**Tarefas:**
**A)** Transcreva do texto sobre o sistema eleitoral português tudo o que vai de "O sistema eleitoral português" até "absoluta em 2005.".
**B)** Indique se cada uma das afirmações seguintes está de acordo com o texto sobre o sistema eleitoral português, respondendo sim ou não e citando as palavras do texto que o decidem: (i) Segundo o texto, sem o atual sistema eleitoral Sócrates não teria obtido a maioria absoluta em 2005. (ii) O texto defende que melhorias técnicas no sistema eleitoral bastariam para que a democracia de mercado deixasse de ser uma falsa democracia. (iii) O estudo referido no texto baseia-se nas últimas eleições autárquicas.
**C)** Traduza para inglês a seguinte frase do texto sobre o sistema eleitoral português: "Ninguém acredite que a democracia de mercado deixará de ser uma falsa democracia mesmo que haja melhorias técnicas no sistema eleitoral, com uma maior democraticidade."

### Fonte ###

O sistema eleitoral português está falsificado e favorece descaradamente o PS/PSD conforme se pode observar neste estudo quantificado com base nas últimas legislativas. Se assim não fosse, por exemplo, Sócrates não teria a maioria absoluta em 2005.
Ninguém acredite que a democracia de mercado deixará de ser uma falsa democracia mesmo que haja melhorias técnicas no sistema eleitoral, com uma maior democraticidade.
Esperar democracia do PS/PSD é esperar que uma abóbora podre dê nêsperas
Índice
1 - Mais de um milhão de eleitores fantasmas
2 - Como se montou a bipolarização no PS/PSD
3 – Como seria com um sistema eleitoral tecnicamente democrático?

### Dados fornecidos ###

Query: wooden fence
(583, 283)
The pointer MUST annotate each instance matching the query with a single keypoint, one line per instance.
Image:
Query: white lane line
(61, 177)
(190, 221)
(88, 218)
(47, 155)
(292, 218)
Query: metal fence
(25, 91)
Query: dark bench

###

**Respostas às tarefas:**
**A)**
O sistema eleitoral português está falsificado e favorece descaradamente o PS/PSD conforme se pode observar neste estudo quantificado com base nas últimas legislativas. Se assim não fosse, por exemplo, Sócrates não teria a maioria absoluta em 2005.

**B)**
(i) Sim: "Se assim não fosse, por exemplo, Sócrates não teria a maioria absoluta em 2005."
(ii) Não: "Ninguém acredite que a democracia de mercado deixará de ser uma falsa democracia mesmo que haja melhorias técnicas no sistema eleitoral"
(iii) Não: "com base nas últimas legislativas"

**C)** Let no one believe that market democracy will stop being a false democracy even if there are technical improvements to the electoral system, with greater democratic character.